* Begin Given records *
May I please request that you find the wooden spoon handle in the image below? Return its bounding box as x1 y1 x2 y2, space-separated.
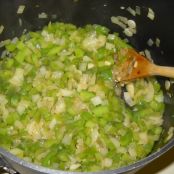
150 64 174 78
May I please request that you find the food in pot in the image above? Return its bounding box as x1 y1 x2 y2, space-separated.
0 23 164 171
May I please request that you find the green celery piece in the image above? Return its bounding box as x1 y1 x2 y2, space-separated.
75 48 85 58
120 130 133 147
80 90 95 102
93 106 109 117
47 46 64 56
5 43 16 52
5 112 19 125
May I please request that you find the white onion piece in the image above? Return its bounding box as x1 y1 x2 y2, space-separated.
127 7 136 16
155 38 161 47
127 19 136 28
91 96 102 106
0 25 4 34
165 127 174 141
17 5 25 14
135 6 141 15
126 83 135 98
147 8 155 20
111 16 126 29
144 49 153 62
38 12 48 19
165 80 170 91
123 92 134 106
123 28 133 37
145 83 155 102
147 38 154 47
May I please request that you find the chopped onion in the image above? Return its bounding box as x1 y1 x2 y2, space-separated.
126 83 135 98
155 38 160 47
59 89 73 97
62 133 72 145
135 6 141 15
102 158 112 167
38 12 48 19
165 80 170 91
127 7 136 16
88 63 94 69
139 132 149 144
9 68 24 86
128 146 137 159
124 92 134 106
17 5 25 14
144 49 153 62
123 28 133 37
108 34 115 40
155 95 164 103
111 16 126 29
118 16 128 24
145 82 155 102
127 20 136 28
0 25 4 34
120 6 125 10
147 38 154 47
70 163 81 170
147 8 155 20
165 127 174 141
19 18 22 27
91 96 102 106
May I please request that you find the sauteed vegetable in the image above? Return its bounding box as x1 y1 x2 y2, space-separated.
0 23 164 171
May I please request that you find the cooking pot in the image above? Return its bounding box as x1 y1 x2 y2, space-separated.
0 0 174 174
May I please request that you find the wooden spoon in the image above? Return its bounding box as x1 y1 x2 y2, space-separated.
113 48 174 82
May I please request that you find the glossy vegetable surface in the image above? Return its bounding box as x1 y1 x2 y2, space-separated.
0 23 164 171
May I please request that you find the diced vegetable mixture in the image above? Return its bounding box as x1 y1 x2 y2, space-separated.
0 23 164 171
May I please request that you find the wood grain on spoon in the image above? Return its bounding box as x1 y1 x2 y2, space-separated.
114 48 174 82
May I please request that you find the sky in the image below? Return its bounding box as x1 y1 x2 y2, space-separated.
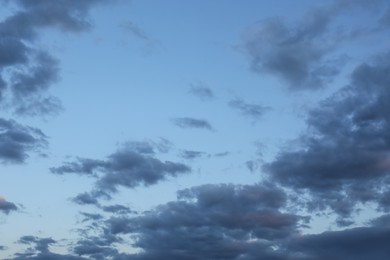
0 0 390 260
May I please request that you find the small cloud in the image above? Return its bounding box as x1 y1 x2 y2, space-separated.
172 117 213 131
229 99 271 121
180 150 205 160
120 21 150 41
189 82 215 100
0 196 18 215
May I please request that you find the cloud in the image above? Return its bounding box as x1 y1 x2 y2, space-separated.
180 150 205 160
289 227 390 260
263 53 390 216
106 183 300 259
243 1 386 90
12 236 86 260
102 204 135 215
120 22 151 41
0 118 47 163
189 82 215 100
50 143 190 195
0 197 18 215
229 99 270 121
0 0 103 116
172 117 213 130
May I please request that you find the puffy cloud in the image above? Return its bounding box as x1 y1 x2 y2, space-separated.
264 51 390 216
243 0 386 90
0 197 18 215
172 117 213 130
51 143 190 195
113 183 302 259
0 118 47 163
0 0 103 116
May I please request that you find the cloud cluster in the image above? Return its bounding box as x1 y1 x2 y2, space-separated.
* End Given records *
* Begin Given records *
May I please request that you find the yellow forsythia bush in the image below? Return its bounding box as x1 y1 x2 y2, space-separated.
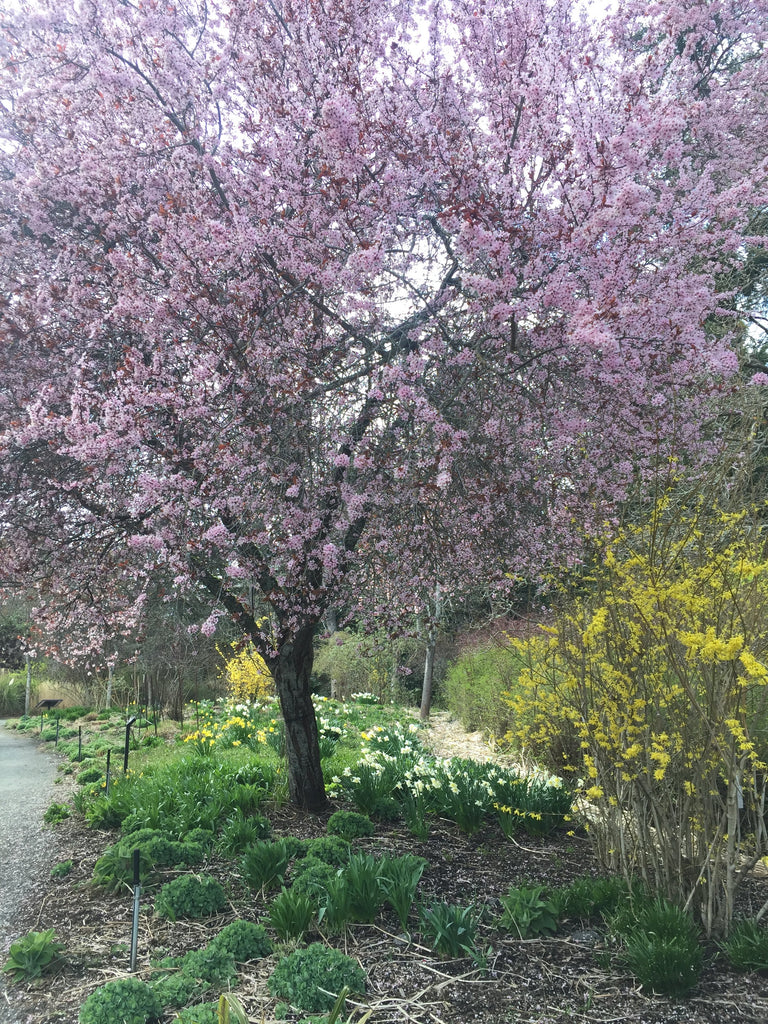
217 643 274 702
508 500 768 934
* End Given records *
Task requirements:
Reproduce, word for word, the stretch from the line containing "May I please request that you find the diced" through the line containing "0 0 390 260", and leave out any picture.

Solved exercise:
May I please request that you find the diced vegetable mixture in the image above? Return its bounding box as x1 y1 x2 y2, space-separated.
0 23 164 171
May I please request that you find the wood grain on spoon in the image above? Return its bounding box as x1 y1 x2 y2, space-separated.
114 48 174 82
May I please request that you find the sky in the image below? Return its bounding box as x1 y1 x2 y2, space-separated.
0 0 390 260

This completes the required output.